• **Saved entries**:
- - -
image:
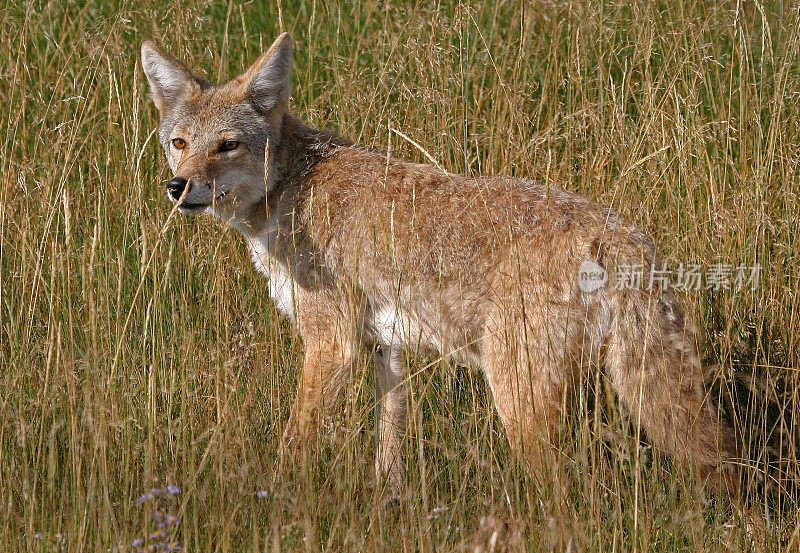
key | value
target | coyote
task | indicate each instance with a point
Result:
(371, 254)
- - -
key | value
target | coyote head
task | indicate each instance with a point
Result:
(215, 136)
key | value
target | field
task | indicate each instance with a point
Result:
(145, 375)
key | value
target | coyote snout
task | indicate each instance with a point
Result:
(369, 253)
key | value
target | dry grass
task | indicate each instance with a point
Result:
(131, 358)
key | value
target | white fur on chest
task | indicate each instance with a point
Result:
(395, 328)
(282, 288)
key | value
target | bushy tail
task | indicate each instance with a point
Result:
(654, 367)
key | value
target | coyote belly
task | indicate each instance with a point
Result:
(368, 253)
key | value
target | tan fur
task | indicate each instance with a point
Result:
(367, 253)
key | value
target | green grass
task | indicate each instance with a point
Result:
- - -
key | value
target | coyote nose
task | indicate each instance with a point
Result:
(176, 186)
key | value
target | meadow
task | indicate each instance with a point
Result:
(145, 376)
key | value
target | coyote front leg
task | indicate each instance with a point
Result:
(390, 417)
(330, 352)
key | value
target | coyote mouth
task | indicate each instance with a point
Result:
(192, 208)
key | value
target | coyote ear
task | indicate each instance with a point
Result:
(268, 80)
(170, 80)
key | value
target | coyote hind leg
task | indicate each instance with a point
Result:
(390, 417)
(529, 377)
- - -
• **How to complete this task**:
What lines of the preceding data include the string "coyote"? Pull them out.

• **Answer section**:
target | coyote
target | coyote head
target | coyote snout
target | coyote belly
target | coyote nose
target | coyote front leg
target | coyote mouth
target | coyote ear
target | coyote hind leg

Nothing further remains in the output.